What needs to be done -> Write out the entries below exactly as they appear, line for line.

=== Provided material ===

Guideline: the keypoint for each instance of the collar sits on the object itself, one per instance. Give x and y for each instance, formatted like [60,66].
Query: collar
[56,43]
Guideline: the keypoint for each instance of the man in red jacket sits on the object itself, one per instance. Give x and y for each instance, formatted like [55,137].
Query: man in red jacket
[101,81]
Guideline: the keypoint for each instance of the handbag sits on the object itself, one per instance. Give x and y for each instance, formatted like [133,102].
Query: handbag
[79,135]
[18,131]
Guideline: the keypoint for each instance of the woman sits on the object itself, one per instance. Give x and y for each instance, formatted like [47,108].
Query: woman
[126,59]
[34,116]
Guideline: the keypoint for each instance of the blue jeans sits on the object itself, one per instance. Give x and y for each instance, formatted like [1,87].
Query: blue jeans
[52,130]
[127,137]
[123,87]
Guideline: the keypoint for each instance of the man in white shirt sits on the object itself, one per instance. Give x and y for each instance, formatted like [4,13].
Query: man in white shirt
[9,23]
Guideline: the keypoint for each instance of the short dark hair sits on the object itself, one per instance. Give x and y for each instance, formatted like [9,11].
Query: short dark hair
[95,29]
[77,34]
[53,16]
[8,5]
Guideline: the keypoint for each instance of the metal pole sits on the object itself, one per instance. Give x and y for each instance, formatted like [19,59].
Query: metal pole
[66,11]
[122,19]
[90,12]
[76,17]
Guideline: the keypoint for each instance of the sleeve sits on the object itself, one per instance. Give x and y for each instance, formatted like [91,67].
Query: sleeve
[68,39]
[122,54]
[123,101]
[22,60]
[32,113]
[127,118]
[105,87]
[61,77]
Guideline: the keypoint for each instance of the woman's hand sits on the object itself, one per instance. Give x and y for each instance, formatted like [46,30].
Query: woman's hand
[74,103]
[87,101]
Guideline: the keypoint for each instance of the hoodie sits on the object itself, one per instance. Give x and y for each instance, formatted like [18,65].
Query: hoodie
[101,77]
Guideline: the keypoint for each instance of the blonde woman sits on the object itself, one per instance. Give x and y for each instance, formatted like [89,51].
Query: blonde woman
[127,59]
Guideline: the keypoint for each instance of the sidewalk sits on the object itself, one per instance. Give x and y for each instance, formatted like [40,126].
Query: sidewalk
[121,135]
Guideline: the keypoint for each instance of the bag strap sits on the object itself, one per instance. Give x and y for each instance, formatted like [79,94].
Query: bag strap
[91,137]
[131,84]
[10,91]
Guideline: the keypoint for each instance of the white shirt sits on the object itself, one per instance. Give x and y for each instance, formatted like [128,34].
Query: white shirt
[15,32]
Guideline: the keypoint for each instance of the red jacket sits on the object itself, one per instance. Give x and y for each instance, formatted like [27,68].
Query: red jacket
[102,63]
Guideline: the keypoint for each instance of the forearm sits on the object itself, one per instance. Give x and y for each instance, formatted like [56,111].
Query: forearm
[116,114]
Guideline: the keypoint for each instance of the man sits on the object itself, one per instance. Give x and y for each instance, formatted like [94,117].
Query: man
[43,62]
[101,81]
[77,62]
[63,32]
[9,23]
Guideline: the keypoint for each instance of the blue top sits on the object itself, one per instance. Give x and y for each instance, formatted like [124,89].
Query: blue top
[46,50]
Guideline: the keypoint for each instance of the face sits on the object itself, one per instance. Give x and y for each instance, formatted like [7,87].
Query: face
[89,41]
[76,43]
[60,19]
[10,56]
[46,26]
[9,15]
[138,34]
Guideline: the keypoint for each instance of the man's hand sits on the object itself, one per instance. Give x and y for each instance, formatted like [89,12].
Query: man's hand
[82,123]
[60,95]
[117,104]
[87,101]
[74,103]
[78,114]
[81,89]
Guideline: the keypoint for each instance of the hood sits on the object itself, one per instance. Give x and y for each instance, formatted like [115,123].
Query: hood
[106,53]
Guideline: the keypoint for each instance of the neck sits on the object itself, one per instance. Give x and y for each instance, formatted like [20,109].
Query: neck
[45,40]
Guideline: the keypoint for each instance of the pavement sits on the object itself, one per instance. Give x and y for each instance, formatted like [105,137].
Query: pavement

===

Exercise result ->
Guideline: the keypoint for each instance of the collar sits on the object itself, one per instance. Give x and y for each instance, formatted like [60,66].
Query: collar
[56,43]
Guideline: the keypoint for each instance of the man in red jacket sits on the object itself, one per instance. Give x and y for each instance, formatted like [55,137].
Query: man in red jacket
[101,81]
Guideline: the keypoint for each instance of the handbag sits on the object itself, one per instance. Give x and y for each instance, formatted like [133,102].
Query: handbag
[79,135]
[18,131]
Guideline: the keypoint for each instance of the woman sits on the object itself, one per instance. Give x and y for each instance, formatted like [47,108].
Query: woman
[126,59]
[34,116]
Guideline: the keypoint for each instance of the blue jeans sits on the object itself, one per instance. Give x and y for each instance, formatted like [1,87].
Query: blue jeans
[52,130]
[127,137]
[123,87]
Guideline: the keypoint for each instance of the man in white shirt sits on the object itself, one per instance. Give x and y for each instance, formatted like [4,13].
Query: man in white shirt
[9,23]
Guideline: the keypoint for each instance of the short dark hair sits on the object itself, one per instance. Give x and y for each instance, formatted like [9,11].
Query: short dark hair
[95,29]
[77,34]
[53,16]
[8,5]
Guideline: the keypoint for each instance of the metal pole sits on the object itself, one per instance. Give x and y for each instance, formatted like [19,59].
Query: metal pole
[66,11]
[122,19]
[90,12]
[76,17]
Guideline: the keypoint for each instance of the sleeve sits on the object itself, one per instance. Give x and y for each instance, formatted like [91,67].
Query: sleeve
[68,39]
[122,54]
[123,101]
[22,60]
[32,113]
[127,118]
[105,87]
[61,77]
Guideline: the keypoint for each instance of the woman's hand sits on the object itself, one per instance. Give x and y for each instance, formatted like [46,30].
Query: woman's hand
[74,103]
[87,101]
Guideline: the keypoint for each instance of the hoodie sits on the object itself, one per instance. Give x and y for each instance, formatted like [18,65].
Query: hoodie
[101,77]
Guideline: the keypoint for each instance of the blonde woman sits on the object itself, one per instance. Give x and y for each instance, formatted like [89,51].
Query: blonde woman
[127,59]
Guideline: the keypoint for each instance of the sidewalk sits on the object itself, one per instance. Give x and y for each instance, formatted like [40,126].
Query: sidewalk
[121,135]
Guideline: the keypoint for each instance of the bag strap sits on the object itself, one per instance. Give x and y for each instance, formatted like [79,94].
Query: bag strap
[91,137]
[131,84]
[10,91]
Guideline: the keypoint for each instance of the white shirt sits on the object itself, one per instance. Give x and y for each instance, formatted like [128,34].
Query: white shirt
[15,32]
Guideline: the keypoint for each instance of the red jacket sits on the object itself, one per instance. Give x and y for each instance, formatted like [27,68].
Query: red jacket
[102,63]
Guideline: the keypoint for each instance of the forearm sits on the object itself, one per instance. Give x and y for each instance, formatted like [56,111].
Query: forearm
[116,114]
Guideline: the keypoint for each instance of the man sits on the object itself, one per instance. Give x and y for each instance, formatted like [94,117].
Query: man
[43,62]
[101,81]
[77,62]
[63,32]
[9,23]
Guideline: the keypoint for each instance of the blue top sits on the object itself, one per instance. Give x and y for each instance, formatted like [124,89].
Query: blue top
[46,50]
Guideline: the keypoint for each instance of the face sits on the object itself, one per instance. Give x and y for each instance, formatted like [7,87].
Query: face
[89,41]
[76,43]
[60,19]
[10,56]
[46,26]
[9,15]
[138,34]
Guideline: the keypoint for each instance of the man's hand sits on the object itself, one per instance. Give x and y for each instance, formatted like [89,12].
Query: man's hand
[82,123]
[60,95]
[117,104]
[87,101]
[74,103]
[78,114]
[81,89]
Guideline: the keypoint for each instance of the hood sits on the object itself, one per instance. Give x and y for each instance, formatted like [115,123].
Query: hood
[106,53]
Guideline: the keypoint for each instance of the neck sits on the object itself, one per instance. Give x and y for each instance, formatted like [20,109].
Query: neck
[45,40]
Guideline: the keypoint for each instance of the pavement sits on the object itself, one per instance. Give x and y for each instance, formatted like [105,137].
Query: pavement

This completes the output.